-- Required work --
Looking at the material below, count the lines that contain "tank" and answer with the count only.

-- Given records --

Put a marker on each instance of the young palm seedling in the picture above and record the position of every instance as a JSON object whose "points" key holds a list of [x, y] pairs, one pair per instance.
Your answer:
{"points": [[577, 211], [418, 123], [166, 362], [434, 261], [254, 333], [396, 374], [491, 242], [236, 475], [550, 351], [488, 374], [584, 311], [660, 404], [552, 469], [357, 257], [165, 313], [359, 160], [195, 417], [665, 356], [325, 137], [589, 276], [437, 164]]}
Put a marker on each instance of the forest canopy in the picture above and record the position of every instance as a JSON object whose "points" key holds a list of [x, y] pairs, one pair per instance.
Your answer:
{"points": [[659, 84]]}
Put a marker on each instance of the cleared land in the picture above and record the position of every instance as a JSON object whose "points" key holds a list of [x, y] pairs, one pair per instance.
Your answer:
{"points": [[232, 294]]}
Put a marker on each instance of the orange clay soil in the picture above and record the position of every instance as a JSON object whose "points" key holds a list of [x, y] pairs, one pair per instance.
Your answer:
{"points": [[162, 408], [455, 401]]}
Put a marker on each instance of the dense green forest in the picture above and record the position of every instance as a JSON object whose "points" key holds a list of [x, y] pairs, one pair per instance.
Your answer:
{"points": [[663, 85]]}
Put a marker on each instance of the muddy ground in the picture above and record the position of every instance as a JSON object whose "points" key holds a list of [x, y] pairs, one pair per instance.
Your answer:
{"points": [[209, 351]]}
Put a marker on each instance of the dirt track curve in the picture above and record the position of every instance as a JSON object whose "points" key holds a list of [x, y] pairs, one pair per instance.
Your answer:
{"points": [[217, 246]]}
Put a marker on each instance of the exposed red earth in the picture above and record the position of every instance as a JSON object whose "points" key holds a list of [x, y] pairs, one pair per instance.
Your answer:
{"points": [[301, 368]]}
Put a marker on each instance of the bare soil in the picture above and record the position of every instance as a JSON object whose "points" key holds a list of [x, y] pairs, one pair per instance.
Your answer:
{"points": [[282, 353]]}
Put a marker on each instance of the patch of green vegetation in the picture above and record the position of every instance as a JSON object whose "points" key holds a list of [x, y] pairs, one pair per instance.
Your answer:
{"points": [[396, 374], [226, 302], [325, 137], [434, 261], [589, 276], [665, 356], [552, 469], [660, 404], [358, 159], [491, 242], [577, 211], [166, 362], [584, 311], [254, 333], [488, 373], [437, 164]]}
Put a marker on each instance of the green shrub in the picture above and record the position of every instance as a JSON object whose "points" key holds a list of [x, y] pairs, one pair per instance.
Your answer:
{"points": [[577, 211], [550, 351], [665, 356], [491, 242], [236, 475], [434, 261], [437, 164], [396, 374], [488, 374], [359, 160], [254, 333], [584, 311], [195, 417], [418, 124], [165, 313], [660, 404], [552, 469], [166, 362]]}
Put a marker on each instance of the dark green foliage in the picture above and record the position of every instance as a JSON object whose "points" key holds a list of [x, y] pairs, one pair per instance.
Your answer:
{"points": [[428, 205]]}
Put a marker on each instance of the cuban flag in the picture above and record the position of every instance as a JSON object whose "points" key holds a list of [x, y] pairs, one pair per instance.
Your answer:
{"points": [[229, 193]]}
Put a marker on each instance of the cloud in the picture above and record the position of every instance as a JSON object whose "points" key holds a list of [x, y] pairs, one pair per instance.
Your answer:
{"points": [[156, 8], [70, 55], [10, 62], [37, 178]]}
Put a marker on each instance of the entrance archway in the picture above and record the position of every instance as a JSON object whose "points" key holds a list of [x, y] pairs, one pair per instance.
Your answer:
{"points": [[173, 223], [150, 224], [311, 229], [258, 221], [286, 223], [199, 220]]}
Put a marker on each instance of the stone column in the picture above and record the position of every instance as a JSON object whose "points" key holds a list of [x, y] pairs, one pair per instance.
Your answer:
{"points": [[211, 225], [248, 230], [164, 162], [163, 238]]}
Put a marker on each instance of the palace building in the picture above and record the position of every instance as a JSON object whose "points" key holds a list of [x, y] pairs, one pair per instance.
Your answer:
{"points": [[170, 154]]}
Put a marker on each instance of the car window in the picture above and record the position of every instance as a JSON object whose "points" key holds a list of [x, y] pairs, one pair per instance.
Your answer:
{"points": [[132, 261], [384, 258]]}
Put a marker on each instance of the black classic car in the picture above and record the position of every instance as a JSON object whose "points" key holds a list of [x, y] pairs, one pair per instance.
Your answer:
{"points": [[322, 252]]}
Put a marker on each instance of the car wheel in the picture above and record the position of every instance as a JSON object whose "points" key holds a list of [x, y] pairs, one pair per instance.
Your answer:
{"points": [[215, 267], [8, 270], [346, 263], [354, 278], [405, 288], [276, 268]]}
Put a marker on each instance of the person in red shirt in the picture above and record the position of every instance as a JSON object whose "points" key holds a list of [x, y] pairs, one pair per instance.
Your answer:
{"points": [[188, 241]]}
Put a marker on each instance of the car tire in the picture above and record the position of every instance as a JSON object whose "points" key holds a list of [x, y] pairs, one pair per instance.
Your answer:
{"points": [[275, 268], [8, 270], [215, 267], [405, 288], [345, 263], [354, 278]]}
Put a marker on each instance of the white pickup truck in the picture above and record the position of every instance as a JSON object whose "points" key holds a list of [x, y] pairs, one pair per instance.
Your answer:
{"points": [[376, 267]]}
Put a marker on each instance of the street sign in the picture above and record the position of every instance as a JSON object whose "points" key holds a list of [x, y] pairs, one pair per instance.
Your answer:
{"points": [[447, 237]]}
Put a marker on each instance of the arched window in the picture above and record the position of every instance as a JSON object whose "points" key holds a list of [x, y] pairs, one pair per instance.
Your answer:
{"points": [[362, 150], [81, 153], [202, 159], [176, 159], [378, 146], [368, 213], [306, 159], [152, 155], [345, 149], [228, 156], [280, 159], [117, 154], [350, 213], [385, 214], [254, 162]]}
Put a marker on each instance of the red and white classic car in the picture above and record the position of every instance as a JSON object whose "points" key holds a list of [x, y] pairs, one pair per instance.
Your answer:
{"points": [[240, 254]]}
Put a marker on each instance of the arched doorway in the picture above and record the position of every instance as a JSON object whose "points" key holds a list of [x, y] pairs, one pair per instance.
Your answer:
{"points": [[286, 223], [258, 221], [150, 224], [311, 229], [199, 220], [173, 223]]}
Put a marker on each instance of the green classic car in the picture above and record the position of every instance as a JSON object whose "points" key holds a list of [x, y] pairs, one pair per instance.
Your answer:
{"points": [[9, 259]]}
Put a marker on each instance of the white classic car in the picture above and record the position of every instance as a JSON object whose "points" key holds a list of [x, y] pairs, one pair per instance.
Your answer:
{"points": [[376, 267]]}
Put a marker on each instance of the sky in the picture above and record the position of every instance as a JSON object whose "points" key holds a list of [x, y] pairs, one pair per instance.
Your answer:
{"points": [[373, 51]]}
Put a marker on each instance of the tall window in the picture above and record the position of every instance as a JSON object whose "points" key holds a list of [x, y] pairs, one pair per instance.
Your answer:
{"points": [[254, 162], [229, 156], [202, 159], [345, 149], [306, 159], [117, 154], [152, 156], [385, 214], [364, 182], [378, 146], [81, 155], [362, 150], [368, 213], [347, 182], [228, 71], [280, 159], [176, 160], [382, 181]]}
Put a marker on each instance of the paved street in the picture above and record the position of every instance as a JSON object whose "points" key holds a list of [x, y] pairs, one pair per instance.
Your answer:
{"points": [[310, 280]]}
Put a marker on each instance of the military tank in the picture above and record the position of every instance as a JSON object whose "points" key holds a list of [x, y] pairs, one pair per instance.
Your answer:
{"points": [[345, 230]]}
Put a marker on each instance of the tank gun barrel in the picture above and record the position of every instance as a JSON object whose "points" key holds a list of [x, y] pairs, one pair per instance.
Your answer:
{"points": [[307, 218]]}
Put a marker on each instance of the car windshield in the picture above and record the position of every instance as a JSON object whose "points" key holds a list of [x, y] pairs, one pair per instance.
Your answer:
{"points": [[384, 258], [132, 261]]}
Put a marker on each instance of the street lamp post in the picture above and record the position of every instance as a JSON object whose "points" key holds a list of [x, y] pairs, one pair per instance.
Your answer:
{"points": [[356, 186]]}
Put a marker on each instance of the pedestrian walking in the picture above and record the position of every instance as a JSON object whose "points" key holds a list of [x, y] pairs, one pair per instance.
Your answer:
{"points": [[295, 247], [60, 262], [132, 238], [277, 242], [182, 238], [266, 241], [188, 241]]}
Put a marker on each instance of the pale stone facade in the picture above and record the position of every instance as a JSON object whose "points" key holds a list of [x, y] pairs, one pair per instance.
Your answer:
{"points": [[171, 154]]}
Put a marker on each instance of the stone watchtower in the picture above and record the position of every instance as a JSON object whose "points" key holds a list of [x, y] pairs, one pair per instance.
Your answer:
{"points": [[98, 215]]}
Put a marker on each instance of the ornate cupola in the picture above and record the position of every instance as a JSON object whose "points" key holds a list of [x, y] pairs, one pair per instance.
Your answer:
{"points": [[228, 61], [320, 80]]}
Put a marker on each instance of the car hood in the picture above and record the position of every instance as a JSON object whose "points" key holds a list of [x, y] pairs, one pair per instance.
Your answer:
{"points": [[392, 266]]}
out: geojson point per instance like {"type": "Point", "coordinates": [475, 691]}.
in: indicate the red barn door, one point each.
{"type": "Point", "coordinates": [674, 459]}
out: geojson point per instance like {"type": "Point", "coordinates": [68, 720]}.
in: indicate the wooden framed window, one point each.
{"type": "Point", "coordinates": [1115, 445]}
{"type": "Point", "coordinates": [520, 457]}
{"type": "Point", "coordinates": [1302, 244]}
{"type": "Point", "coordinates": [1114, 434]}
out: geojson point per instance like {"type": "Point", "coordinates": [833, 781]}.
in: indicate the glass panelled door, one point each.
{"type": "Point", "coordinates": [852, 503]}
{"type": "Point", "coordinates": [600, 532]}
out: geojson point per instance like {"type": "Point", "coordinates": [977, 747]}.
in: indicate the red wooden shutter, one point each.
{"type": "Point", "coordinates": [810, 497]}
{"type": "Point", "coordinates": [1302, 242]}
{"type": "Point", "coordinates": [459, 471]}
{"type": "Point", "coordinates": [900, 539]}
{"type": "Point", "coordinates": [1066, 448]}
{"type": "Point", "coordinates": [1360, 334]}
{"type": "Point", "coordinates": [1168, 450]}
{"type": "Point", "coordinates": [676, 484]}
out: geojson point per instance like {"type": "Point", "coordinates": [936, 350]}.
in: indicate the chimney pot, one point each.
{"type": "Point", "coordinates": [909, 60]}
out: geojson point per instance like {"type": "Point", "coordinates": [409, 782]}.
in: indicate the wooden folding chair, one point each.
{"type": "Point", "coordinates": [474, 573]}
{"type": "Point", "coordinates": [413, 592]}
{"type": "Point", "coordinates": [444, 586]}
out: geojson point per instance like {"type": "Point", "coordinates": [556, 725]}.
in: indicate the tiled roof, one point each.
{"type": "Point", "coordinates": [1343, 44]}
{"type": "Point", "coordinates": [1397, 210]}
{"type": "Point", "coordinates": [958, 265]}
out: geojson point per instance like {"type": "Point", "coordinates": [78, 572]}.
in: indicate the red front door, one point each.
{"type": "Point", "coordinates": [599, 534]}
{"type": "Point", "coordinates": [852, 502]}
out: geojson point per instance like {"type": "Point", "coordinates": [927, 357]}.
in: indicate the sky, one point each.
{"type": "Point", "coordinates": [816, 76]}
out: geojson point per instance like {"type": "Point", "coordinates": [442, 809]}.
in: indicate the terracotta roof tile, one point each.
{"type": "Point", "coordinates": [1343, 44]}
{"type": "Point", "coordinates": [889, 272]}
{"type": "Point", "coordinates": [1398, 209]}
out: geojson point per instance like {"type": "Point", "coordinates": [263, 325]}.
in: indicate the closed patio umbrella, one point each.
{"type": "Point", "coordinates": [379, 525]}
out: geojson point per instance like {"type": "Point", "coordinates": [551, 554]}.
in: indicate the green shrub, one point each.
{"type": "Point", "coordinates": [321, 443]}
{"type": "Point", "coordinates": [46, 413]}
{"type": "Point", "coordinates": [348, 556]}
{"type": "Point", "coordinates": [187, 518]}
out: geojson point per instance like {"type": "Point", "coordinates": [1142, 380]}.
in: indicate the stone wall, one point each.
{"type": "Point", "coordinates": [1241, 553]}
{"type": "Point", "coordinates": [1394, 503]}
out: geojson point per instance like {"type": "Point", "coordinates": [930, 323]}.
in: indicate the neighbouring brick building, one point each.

-- Answer to this task --
2